== Referring expression pointing data ==
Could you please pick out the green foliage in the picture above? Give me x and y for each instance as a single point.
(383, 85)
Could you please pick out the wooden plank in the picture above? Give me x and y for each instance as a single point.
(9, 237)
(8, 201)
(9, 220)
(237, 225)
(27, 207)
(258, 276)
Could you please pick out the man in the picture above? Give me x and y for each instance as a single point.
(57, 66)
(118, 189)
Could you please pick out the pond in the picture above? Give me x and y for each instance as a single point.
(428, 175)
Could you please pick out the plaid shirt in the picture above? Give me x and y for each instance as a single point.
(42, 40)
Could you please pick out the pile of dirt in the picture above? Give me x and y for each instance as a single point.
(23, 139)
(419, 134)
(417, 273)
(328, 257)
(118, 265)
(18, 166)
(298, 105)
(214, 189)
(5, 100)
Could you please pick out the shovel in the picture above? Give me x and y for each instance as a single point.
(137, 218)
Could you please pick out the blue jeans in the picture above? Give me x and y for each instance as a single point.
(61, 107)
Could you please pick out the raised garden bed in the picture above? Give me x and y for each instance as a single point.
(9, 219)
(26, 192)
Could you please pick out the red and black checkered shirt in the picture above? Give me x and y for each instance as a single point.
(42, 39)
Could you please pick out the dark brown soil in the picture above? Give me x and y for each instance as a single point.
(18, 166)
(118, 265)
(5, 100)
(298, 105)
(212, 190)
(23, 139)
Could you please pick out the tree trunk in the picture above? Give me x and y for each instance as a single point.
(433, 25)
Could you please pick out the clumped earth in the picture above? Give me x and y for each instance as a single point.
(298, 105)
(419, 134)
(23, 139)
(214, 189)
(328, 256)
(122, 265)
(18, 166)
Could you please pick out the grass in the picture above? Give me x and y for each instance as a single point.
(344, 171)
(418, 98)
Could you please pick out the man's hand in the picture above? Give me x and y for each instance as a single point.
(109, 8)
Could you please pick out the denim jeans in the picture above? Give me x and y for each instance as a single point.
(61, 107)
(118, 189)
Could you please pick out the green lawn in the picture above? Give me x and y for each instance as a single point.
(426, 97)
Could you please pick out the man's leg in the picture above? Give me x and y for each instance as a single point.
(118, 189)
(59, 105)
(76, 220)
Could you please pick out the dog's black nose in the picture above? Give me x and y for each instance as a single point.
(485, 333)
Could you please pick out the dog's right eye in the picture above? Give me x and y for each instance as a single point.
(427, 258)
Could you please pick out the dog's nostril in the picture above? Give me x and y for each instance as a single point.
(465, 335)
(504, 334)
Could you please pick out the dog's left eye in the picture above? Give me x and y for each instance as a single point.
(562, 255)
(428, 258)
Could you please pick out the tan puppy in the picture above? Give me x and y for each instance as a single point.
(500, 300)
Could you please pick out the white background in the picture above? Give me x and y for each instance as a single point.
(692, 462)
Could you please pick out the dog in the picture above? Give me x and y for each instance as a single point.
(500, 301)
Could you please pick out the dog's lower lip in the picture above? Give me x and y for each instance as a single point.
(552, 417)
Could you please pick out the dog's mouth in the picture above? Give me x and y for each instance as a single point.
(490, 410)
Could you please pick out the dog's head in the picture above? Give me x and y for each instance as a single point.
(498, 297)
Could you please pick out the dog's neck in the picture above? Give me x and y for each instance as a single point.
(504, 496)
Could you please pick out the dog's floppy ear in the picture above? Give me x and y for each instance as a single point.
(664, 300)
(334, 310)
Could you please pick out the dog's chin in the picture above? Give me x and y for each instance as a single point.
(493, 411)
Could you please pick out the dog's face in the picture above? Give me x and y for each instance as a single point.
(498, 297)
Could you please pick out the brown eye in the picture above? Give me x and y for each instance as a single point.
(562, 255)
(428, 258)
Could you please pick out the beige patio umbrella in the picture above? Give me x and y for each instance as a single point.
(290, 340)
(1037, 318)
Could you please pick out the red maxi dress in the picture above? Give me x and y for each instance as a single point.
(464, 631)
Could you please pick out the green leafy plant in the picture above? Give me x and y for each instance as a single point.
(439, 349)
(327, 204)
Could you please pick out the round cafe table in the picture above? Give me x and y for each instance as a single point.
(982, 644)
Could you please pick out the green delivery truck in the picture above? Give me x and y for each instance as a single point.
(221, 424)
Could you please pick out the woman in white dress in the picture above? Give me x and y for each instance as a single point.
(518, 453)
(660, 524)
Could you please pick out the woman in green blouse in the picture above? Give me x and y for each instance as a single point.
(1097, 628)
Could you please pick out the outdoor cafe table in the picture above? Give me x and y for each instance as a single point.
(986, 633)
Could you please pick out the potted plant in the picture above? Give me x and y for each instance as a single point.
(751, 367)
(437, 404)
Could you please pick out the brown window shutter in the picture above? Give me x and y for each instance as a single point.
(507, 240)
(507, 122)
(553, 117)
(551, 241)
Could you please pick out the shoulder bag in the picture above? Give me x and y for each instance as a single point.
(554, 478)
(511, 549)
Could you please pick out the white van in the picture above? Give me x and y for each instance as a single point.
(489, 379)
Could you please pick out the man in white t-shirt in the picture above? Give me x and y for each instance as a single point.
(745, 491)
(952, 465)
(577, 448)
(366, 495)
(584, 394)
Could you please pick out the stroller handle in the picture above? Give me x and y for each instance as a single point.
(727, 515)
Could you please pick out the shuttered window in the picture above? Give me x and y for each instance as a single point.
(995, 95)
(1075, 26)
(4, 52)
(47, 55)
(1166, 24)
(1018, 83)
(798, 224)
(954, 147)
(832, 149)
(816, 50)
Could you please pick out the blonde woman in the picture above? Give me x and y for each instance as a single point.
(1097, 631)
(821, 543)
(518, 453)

== TRY IT ==
Write out each line of the data above again, exactly as given.

== WRITTEN SOLUTION ==
Could you please pick out the green foliage in the picture above? Give me x and y for each instance as a single point.
(383, 85)
Could you please pick out the wooden plank in the picture above? Give me x and y for each instance as a single point.
(9, 237)
(8, 201)
(9, 220)
(237, 225)
(27, 207)
(258, 276)
Could you please pick out the man in the picture above? Give me x and y for each instance as a single point.
(57, 66)
(118, 189)
Could you please pick out the pond in the picture above? Give me x and y for each instance as a single point.
(428, 175)
Could you please pick out the plaid shirt in the picture above? Give me x and y for each instance as a single point.
(42, 40)
Could you please pick out the pile of dirt in the picture above? Give me x and y for each instance as a single point.
(23, 139)
(419, 134)
(417, 273)
(328, 257)
(118, 265)
(18, 166)
(298, 105)
(214, 189)
(5, 100)
Could you please pick out the shovel in the picture above? Give me x and y for each instance as a single point.
(137, 218)
Could you please pick out the blue jeans in the picture above? Give me x and y for each instance as a single point.
(61, 107)
Could you please pick out the raised garden bed in the picture above? Give me x and y for each instance as a single point.
(9, 219)
(26, 192)
Could you please pick out the red and black checkered shirt in the picture above? Give me x and y for each instance as a single point.
(42, 39)
Could you please pick out the dark brown soil in the picture above? Give me x and y for each instance as a single point.
(18, 166)
(118, 265)
(5, 100)
(298, 105)
(212, 190)
(23, 139)
Could you please pick out the tree trunk in the picture above? Give me x and y for each instance as a single point.
(433, 25)
Could you please pick out the clumped earth in the picture above? Give me x and y for each instance as a single point.
(298, 105)
(419, 134)
(23, 139)
(214, 189)
(328, 256)
(122, 265)
(18, 166)
Could you please pick out the grass in the picture above? Give me x and y for each instance as a single point.
(344, 171)
(418, 98)
Could you please pick out the man's hand in the picture above? Give me x and y for each instance as a single point.
(109, 8)
Could you please pick out the denim jeans in the picture above? Give me x and y for each instance as a single point.
(61, 107)
(118, 189)
Could you please pick out the green lawn in the picture above? Give me x and y for each instance as a single point.
(426, 97)
Could you please pick out the man's leg in the picture above? Give me x and y for each instance as a single point.
(118, 189)
(59, 105)
(76, 220)
Could you please pick out the dog's black nose in the picture above? Give me x and y for each instance as a single point.
(485, 333)
Could you please pick out the dog's right eye in the picture above? Give me x and y for each instance as a single point.
(427, 258)
Could you please pick out the dog's nostril in the picture above? Give me x and y for each instance as a single point.
(465, 335)
(504, 334)
Could you please pick out the dog's left eye in the picture above? Give me x and y for each instance as a single point.
(562, 255)
(428, 258)
Could you please pick out the tan puppy in the picture above? Give me x and y for each instance as a single point.
(500, 300)
Could you please pick out the white background in the picture above? Give me x and y for each instance as a single point.
(692, 462)
Could you please pick out the dog in the picture above? Give me x and y for each instance as a single point.
(500, 301)
Could you please pick out the dog's lower lip in the picture above? Give me x and y for each instance as a single point.
(552, 417)
Could you please pick out the dog's mouth in the picture above? Give me x and y for each instance as a single point.
(490, 410)
Could you please pick out the dog's head in the picture above? Give me x and y for each instance as a single point.
(498, 297)
Could you please pick out the dog's neck in the picture above? Give me x and y for each instance as a single point.
(504, 496)
Could you please pick out the dog's floppy ear in the picture above? Give me x and y for each instance as a single point.
(664, 300)
(334, 310)
Could you please pick out the dog's chin in the picture above? Give me x and y for each instance as a single point.
(493, 411)
Could you please pick out the dog's face in the picture above? Give me x and y for each instance as a single point.
(498, 297)
Could you please pick out the brown eye in the picture above? Give me x and y for each instance as a single point.
(562, 255)
(428, 258)
Could you please pick out the beige patio umbrella in the picture above? Give me x and y for each instance as a single point.
(290, 340)
(1037, 318)
Could you please pick out the red maxi dress in the picture above? Give me x and y for each instance as a single point.
(464, 631)
Could you please pick out the green leafy plant in the picture above? Give me x and y for each instance as a single point.
(439, 349)
(327, 204)
Could you please pick out the round cafe table in the picture above? Give me x and y for each instance as a single point.
(982, 644)
Could you please pick out the green delivery truck in the picture above? Give me x and y for each instance as a single point.
(221, 424)
Could you please pick out the woman in white dress in the picture above? Give me x and y for each instance as a single point.
(518, 453)
(660, 524)
Could you please pick out the woman in green blouse in the picture above? Give me x and y for each instance as a single point.
(1097, 628)
Could you please pick out the outdoor cafe table in the picture above? Give me x and y for each instance as a single point.
(986, 633)
Could you please pick out the potted plant in the picture above? Give me x and y for each instance as a single point.
(751, 367)
(437, 404)
Could you please pick out the brown window shutter in the picture above? Give me x and y for each instance as a single point.
(507, 240)
(507, 122)
(553, 117)
(551, 241)
Could you please pick out the shoulder bag in the picture above? Give me x and y for each instance as a single point.
(554, 478)
(511, 549)
Could you please pick out the white van in the picture above? Give me x and y for each instance as a single point.
(489, 379)
Could you please pick out the man in white t-shirt in the picture above? Give me x and y for each instance as a single point.
(745, 491)
(952, 465)
(577, 448)
(366, 495)
(584, 394)
Could you please pick out the stroller handle in the picture above? Give me x and y for each instance as a single point.
(727, 515)
Could you please pick out the shuttered window in the picture above? Give me x and y for each instance as a single point.
(995, 95)
(1075, 26)
(4, 52)
(47, 55)
(1166, 24)
(1018, 83)
(798, 224)
(954, 147)
(832, 149)
(816, 50)
Could you please pick out the blonde woman in the picture above? Give me x and y for each instance as a single point.
(1097, 631)
(821, 543)
(518, 453)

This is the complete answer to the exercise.